## BRANO FORNITO
:::
E' un ragionamento che mi sta a cuore ma è forse una delle considerazioni più forte e più interessante che origina dalla lettura di questo bel libro.
Ho avuto modo di parlarne con l’Autore, della percezione negativa che il termine può ingenerare. Che è giustamente lontano dalle sue intenzioni. Una modernità che arriva e, questa sì, che può stravolgere l’identità di un paese. L’identità culturale ma anche fisica, nel suo costruito stratificato nei secoli, nel suo assetto urbano, nel come sono stati edificati i luoghi, ragion d’essere di un necessario vivere diverso da oggi.
Gli assetti urbani, se non dettati da processi speculativi imposti, nascono da abitudini di vita e necessità. Sarebbe interessante che ulteriori lavori narrassero la storia di questo paese a partire, appunto, dal sito, dalla particolare orografia che disegna oggi il nostro paese come uno dei più interessanti dal punto di vista paesaggistico. Basta fare due passi e ti appare ed è diverso.

E’ un bel libro.
Io non lo ritengo un saggio storico, che interesserebbe, al più, gli specialisti, e neppure un memoriale, che riguarda, spesso, solo chi lo scrive. Penso, invece, che il libro appartenga al genere narrativo perché esprime la forza rievocativa del racconto e comunica l’emozione del “reportage”.
Un reportage da Isnello, a partire dal suo lontano passato, che si legge con curiosità e si è subito appagati da precisazioni puntuali, richiami bibliografici, anzi è ampiamente cifrato e bibliografato, mi si passi il termine. E, ad ogni rigo, si intravede l'amore dell'autore per il suo paese. La storia passata, non solo i fatti e le date, che sono l'epidermide della cultura storica, ma si addentra nei processi di cultura e sociali. La storia passata ma anche quella più vicina, quella che ha vissuto nella sua infanzia e giovinezza e che viene raccontata con linguaggio semplice e appassionato.
:::
## ESTRATTI DELLE VOCI
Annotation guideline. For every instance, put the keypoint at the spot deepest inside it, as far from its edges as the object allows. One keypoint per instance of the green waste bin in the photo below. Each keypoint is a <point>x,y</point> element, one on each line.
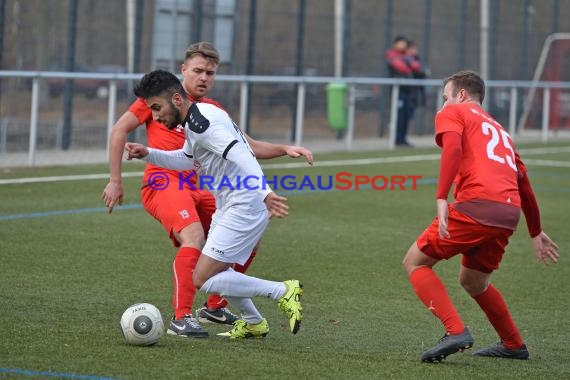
<point>336,105</point>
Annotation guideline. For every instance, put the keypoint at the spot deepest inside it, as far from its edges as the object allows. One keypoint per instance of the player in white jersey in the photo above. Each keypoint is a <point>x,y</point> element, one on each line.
<point>216,148</point>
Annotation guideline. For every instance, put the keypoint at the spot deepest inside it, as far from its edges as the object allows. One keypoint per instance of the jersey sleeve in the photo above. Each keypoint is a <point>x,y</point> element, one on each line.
<point>141,111</point>
<point>529,204</point>
<point>449,119</point>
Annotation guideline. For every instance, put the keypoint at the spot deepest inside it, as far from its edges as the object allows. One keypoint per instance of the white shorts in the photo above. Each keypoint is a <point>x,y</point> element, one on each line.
<point>233,235</point>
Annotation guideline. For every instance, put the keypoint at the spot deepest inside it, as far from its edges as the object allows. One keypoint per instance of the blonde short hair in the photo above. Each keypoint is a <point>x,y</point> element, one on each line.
<point>205,49</point>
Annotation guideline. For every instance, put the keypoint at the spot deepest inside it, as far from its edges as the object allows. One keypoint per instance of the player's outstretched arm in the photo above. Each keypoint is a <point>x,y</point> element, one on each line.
<point>545,248</point>
<point>168,159</point>
<point>267,150</point>
<point>113,192</point>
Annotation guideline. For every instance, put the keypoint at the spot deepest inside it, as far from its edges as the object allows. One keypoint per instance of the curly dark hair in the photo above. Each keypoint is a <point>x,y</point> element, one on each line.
<point>157,83</point>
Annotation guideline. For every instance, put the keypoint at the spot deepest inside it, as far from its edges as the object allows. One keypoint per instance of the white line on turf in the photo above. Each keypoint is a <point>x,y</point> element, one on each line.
<point>294,165</point>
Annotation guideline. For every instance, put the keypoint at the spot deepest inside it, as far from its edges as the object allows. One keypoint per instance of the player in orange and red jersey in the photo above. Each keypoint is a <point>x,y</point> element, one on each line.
<point>491,187</point>
<point>185,214</point>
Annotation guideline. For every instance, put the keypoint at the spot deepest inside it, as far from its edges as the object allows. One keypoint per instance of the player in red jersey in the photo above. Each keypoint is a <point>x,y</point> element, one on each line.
<point>186,215</point>
<point>491,187</point>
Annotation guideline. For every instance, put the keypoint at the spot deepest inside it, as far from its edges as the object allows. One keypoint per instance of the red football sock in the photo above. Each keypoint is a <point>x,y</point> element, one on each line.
<point>215,301</point>
<point>184,289</point>
<point>493,304</point>
<point>431,291</point>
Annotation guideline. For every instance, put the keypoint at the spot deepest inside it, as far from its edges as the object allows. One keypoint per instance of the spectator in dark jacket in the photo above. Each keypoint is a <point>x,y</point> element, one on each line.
<point>398,67</point>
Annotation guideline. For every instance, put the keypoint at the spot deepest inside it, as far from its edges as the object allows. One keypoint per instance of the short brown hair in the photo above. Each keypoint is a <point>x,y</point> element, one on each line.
<point>205,49</point>
<point>468,80</point>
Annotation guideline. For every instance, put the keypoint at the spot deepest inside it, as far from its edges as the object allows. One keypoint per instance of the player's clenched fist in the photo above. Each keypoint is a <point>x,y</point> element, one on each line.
<point>135,150</point>
<point>276,205</point>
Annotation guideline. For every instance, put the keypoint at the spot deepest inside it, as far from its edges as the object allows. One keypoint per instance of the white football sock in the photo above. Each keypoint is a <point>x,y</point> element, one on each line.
<point>235,284</point>
<point>247,309</point>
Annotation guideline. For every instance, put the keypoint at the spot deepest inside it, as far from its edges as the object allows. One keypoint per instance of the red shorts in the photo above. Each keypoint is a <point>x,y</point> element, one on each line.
<point>482,246</point>
<point>176,209</point>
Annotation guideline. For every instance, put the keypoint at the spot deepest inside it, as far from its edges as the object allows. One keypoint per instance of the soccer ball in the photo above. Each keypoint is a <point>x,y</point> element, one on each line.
<point>142,324</point>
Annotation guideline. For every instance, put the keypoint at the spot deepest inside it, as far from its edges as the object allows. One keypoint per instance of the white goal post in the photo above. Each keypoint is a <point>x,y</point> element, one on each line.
<point>538,72</point>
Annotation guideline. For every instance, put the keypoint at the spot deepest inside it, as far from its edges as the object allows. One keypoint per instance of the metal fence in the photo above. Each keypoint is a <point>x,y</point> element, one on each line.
<point>278,108</point>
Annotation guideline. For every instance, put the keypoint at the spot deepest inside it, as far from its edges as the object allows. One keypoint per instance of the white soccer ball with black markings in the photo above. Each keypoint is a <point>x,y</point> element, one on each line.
<point>142,324</point>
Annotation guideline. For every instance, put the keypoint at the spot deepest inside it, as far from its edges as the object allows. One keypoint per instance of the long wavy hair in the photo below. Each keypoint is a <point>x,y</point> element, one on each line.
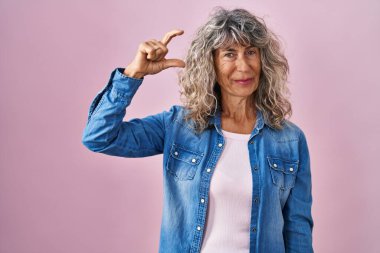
<point>200,92</point>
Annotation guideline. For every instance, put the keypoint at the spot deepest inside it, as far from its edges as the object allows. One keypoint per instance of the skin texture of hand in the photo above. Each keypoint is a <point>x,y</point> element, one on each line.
<point>150,57</point>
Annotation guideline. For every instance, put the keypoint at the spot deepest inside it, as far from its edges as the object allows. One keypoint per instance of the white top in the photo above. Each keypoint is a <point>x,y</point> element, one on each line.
<point>230,199</point>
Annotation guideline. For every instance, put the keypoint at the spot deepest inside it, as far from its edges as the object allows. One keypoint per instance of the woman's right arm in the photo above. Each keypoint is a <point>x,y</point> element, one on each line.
<point>105,131</point>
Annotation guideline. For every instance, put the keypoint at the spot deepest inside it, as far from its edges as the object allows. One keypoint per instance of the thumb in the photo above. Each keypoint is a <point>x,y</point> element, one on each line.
<point>169,63</point>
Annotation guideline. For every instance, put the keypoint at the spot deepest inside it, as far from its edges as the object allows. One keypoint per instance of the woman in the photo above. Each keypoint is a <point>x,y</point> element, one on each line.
:::
## COSA FARE
1) Rispondi alle seguenti domande sul brano riguardante il libro su Isnello.
(a) Da che cosa nascono gli assetti urbani quando non sono dettati da processi speculativi imposti?
(b) A quale genere appartiene il libro secondo chi scrive?
(c) Da quale paese proviene il reportage di cui si parla?
2) Scrivi il seguito del brano sul libro dedicato a Isnello, partendo subito dopo l'ultima frase riportata.
Le voci sono materiale a sé, distinto dal brano.

## ESERCIZI SVOLTI
1)
(a) Da abitudini di vita e necessità.
(b) Al genere narrativo.
(c) Da Isnello.

2)
I rimandi sono, per la parte storica il Virga, il Grisanti e Francesco Renda nella sua prefazione al libro del Virga. Vi è una propria e autorevole disamina delle vicende di un comprensorio vasto. D’altronde, la storia del nostro paese, come giustamente precisa l’autore, ha necessariamente una diretta connessione territoriale con un comprensorio allargato che supera anche le Madonie e qui è interessante il racconto delle vicende storiche a partire dalla conquista Normanna e fino ai Borboni.
Interessantissima, al proposito, la descrizione dell’organizzazione ecclesiastica a seguito della conquista Normanna. E si comprende bene come quelle vicende siano perfettamente conosciute dall’autore, legate alle sue applicazioni di studio.
Qualche parola a proposito di quando l’Autore parla di “soggezione quasi schiavistica” nel corso del dominio arabo, che si contrappone, invece, ad una lettura storica di tolleranza e di integrazione.
Per la verità è una costante, legata anche a ragionamenti che a tutt’oggi persistono nel momento in cui ci si interfaccia con una civiltà e una storia a noi diversa ma che ci è molto vicina.
Per la gran parte veniamo anche da quella storia e da quella civiltà, ma è una civiltà che è sull’altra sponda del mediterraneo, un mare che da un lato unisce ma che, a seconda, rappresenta una distanza oceanica, che divide e contrappone.
Basti pensare alle crociate, diversamente intese nell’una e nell’altra parte, alla spoliazione di Costantinopoli del 1204 nel corso della IV crociata o alla fine dell’Impero d’Oriente, del 1453.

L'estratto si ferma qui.